[Excerpts from a point labeling dataset]
□ □ □

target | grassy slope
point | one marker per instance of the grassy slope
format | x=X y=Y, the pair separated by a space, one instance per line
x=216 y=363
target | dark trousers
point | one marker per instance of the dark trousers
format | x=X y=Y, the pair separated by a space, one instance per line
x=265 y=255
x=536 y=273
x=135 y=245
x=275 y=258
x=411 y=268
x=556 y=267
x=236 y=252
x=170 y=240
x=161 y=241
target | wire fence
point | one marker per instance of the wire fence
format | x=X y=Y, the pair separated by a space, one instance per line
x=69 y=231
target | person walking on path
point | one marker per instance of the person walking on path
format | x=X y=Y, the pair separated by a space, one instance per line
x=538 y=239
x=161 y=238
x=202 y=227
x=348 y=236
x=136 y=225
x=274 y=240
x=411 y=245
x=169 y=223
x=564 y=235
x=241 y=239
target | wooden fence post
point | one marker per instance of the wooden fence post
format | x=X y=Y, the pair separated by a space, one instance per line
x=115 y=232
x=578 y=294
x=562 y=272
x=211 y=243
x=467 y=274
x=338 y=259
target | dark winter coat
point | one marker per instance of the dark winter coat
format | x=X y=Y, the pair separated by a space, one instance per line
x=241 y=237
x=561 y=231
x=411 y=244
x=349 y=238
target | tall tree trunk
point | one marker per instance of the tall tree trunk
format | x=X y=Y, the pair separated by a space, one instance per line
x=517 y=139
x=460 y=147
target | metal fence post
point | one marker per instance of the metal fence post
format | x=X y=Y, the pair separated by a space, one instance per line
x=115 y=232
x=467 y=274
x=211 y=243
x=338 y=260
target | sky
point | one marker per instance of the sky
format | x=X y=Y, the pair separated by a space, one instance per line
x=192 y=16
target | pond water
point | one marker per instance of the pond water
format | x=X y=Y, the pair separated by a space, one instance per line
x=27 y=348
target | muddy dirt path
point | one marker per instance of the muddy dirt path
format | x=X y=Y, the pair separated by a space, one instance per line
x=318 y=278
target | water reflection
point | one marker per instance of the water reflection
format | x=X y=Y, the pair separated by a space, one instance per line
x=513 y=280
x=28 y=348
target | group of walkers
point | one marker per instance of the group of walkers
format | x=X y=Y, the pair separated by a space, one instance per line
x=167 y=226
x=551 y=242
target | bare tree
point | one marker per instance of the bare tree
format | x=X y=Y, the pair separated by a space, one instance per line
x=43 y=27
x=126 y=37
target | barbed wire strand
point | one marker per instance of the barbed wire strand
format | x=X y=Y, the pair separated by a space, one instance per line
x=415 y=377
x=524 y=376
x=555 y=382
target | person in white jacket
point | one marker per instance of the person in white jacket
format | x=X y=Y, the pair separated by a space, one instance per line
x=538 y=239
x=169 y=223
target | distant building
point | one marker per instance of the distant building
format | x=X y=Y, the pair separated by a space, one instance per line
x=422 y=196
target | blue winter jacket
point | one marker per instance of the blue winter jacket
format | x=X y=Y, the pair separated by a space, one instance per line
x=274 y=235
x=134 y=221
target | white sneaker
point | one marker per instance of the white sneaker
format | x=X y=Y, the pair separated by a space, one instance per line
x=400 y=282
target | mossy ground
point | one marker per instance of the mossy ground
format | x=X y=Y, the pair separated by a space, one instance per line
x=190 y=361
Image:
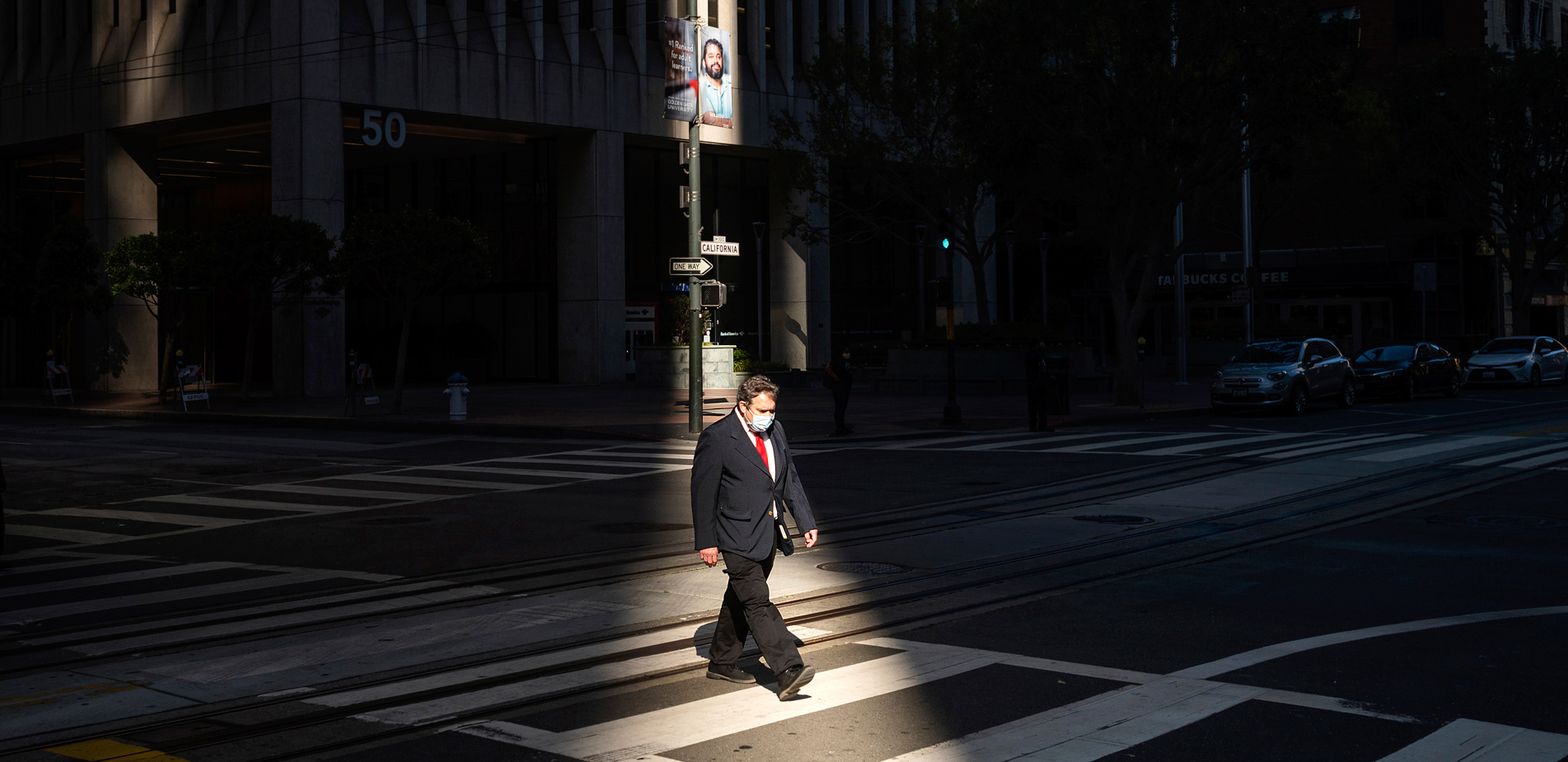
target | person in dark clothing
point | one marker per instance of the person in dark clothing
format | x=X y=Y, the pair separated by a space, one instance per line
x=840 y=381
x=1035 y=385
x=742 y=477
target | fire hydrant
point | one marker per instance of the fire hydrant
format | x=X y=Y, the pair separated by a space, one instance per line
x=458 y=397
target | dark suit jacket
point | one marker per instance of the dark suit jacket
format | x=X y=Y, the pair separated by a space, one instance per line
x=733 y=493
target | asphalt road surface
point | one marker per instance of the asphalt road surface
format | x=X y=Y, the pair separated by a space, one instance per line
x=1387 y=582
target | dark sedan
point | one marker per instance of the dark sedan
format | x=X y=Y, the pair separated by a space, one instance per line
x=1408 y=369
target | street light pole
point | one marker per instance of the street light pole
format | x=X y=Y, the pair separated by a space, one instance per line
x=1045 y=281
x=1012 y=284
x=762 y=231
x=920 y=275
x=695 y=251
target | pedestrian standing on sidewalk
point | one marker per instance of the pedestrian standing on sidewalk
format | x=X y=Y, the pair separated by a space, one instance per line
x=840 y=380
x=742 y=479
x=1035 y=378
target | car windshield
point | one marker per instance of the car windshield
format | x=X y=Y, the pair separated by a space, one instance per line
x=1387 y=355
x=1271 y=352
x=1507 y=345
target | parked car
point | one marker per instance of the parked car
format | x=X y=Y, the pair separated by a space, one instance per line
x=1408 y=369
x=1519 y=359
x=1285 y=375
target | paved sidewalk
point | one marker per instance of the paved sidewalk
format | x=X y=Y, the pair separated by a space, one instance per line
x=609 y=409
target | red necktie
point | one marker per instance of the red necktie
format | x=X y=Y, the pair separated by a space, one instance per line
x=762 y=451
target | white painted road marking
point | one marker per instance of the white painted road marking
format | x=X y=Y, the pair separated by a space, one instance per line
x=1432 y=449
x=1471 y=741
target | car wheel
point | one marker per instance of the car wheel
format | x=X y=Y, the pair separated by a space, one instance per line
x=1297 y=404
x=1347 y=395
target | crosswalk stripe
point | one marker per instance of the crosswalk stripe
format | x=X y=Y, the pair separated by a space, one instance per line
x=663 y=729
x=1432 y=449
x=1032 y=441
x=112 y=579
x=1336 y=446
x=521 y=472
x=149 y=517
x=64 y=535
x=1535 y=461
x=316 y=489
x=574 y=461
x=1515 y=454
x=1121 y=442
x=1225 y=442
x=394 y=479
x=237 y=503
x=102 y=604
x=1471 y=741
x=1095 y=728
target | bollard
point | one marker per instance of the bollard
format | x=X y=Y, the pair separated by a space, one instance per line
x=57 y=380
x=456 y=397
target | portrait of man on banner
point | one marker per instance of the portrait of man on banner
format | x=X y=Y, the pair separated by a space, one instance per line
x=717 y=102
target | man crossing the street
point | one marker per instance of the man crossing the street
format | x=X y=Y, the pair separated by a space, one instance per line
x=742 y=480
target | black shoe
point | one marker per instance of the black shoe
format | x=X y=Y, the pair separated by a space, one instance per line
x=728 y=673
x=793 y=680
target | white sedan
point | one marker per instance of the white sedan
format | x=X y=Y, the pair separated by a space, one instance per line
x=1519 y=359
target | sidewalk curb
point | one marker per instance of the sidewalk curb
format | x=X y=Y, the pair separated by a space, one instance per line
x=328 y=422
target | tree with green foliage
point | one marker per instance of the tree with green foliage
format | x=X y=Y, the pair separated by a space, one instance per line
x=1486 y=132
x=887 y=146
x=161 y=270
x=267 y=255
x=1132 y=107
x=405 y=258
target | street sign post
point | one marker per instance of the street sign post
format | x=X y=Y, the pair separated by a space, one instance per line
x=720 y=248
x=690 y=265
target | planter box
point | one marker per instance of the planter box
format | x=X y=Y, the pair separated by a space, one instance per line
x=668 y=367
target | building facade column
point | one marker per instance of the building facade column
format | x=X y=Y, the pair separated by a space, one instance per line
x=309 y=350
x=590 y=259
x=800 y=317
x=121 y=199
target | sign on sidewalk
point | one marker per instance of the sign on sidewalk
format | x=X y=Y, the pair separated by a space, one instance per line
x=690 y=265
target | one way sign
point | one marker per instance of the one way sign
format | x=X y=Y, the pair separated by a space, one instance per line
x=690 y=265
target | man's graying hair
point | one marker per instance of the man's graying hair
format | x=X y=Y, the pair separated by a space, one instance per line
x=755 y=386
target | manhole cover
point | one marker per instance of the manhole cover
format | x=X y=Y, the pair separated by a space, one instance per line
x=863 y=567
x=392 y=521
x=1114 y=518
x=639 y=527
x=1515 y=521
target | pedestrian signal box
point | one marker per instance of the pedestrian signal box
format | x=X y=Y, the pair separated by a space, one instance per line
x=714 y=293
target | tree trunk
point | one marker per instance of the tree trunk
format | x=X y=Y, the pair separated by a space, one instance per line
x=250 y=340
x=982 y=297
x=402 y=358
x=1523 y=288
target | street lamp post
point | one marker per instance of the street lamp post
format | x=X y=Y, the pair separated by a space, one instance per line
x=1012 y=288
x=920 y=275
x=762 y=231
x=1045 y=281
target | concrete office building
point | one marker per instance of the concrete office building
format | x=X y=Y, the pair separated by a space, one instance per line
x=536 y=119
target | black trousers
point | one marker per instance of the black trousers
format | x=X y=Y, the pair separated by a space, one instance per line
x=747 y=610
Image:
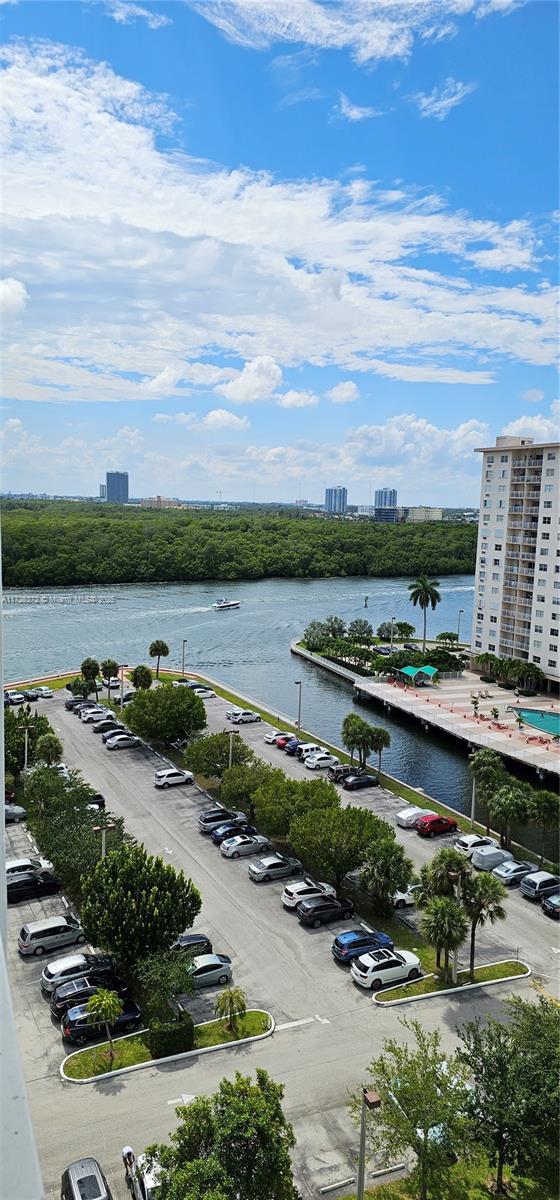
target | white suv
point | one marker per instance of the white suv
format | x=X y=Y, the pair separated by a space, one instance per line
x=380 y=967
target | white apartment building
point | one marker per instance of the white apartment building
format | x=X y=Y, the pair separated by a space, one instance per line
x=517 y=585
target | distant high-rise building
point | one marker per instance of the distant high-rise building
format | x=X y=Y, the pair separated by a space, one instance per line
x=386 y=498
x=336 y=499
x=116 y=487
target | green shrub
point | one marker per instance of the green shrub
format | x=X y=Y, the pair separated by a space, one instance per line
x=172 y=1037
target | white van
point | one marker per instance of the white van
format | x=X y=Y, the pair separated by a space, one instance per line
x=487 y=857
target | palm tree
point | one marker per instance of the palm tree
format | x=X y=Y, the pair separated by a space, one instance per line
x=423 y=592
x=158 y=649
x=481 y=897
x=232 y=1003
x=106 y=1007
x=445 y=925
x=543 y=811
x=379 y=741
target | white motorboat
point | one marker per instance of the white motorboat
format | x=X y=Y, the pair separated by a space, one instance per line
x=226 y=604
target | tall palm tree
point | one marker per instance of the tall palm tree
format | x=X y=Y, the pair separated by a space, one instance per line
x=158 y=649
x=481 y=897
x=444 y=924
x=106 y=1007
x=423 y=592
x=232 y=1003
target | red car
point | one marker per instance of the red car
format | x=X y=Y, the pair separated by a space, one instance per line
x=428 y=827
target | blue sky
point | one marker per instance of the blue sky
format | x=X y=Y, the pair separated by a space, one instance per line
x=270 y=247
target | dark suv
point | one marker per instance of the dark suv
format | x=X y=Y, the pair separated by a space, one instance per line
x=319 y=910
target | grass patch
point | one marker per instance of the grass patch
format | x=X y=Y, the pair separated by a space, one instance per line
x=136 y=1049
x=482 y=975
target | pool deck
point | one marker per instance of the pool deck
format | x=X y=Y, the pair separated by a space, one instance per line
x=447 y=707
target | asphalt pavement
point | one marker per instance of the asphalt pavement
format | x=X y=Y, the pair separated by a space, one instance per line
x=326 y=1030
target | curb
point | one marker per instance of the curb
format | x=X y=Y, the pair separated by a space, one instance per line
x=451 y=991
x=157 y=1062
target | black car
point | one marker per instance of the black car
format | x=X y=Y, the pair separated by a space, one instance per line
x=78 y=1025
x=197 y=943
x=230 y=831
x=355 y=783
x=79 y=991
x=317 y=910
x=31 y=886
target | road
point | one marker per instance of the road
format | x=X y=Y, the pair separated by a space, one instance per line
x=282 y=967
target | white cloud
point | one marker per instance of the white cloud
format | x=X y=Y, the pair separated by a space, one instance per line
x=371 y=30
x=350 y=112
x=533 y=396
x=440 y=102
x=297 y=400
x=125 y=13
x=257 y=381
x=343 y=393
x=13 y=297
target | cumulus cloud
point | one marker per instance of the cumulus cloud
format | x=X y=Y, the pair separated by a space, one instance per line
x=343 y=393
x=297 y=400
x=13 y=297
x=257 y=381
x=440 y=102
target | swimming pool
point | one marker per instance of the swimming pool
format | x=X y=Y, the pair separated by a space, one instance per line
x=547 y=723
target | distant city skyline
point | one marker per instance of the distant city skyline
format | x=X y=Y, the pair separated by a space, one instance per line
x=252 y=256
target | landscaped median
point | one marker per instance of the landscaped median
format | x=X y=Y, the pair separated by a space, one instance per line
x=132 y=1053
x=434 y=985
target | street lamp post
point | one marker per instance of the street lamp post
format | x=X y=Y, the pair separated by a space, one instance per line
x=297 y=683
x=371 y=1101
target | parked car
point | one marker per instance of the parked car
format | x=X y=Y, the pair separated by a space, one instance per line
x=193 y=943
x=31 y=886
x=13 y=814
x=341 y=771
x=487 y=857
x=429 y=827
x=356 y=783
x=244 y=844
x=210 y=969
x=211 y=819
x=511 y=873
x=408 y=898
x=73 y=966
x=539 y=885
x=381 y=967
x=169 y=777
x=274 y=867
x=38 y=937
x=294 y=893
x=409 y=816
x=79 y=1026
x=354 y=942
x=470 y=841
x=84 y=1179
x=16 y=865
x=79 y=991
x=229 y=829
x=551 y=905
x=318 y=910
x=122 y=742
x=245 y=717
x=320 y=761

□ □ □

Quote the material from the line with "target | distant city skyline" through the end of the material, word for word.

> **TASK ANSWER**
target | distant city skyline
point | one marker per instance of the distant city skyline
format | x=X y=Y, the pair separated by a space, one instance per line
x=252 y=256
target | landscaped median
point | one marker per instance of the landscaped median
format | x=X y=Y, the pair separated by a space, one instance per line
x=132 y=1053
x=434 y=985
target | street lamp post
point | one marker per instance of the street lamp post
format | x=X y=Y, the pair separated by a space, one instance per line
x=297 y=683
x=371 y=1101
target | parked car
point | one marker per instance of the parked car
format | x=X y=Y, the pair separated by a space, one instance per line
x=193 y=943
x=31 y=886
x=13 y=814
x=341 y=771
x=487 y=857
x=429 y=827
x=356 y=783
x=244 y=844
x=210 y=969
x=211 y=819
x=511 y=873
x=408 y=898
x=73 y=966
x=539 y=885
x=381 y=967
x=169 y=777
x=274 y=867
x=38 y=937
x=294 y=893
x=409 y=816
x=79 y=1026
x=354 y=942
x=470 y=841
x=84 y=1179
x=16 y=865
x=79 y=991
x=229 y=829
x=551 y=905
x=318 y=910
x=122 y=742
x=245 y=717
x=320 y=761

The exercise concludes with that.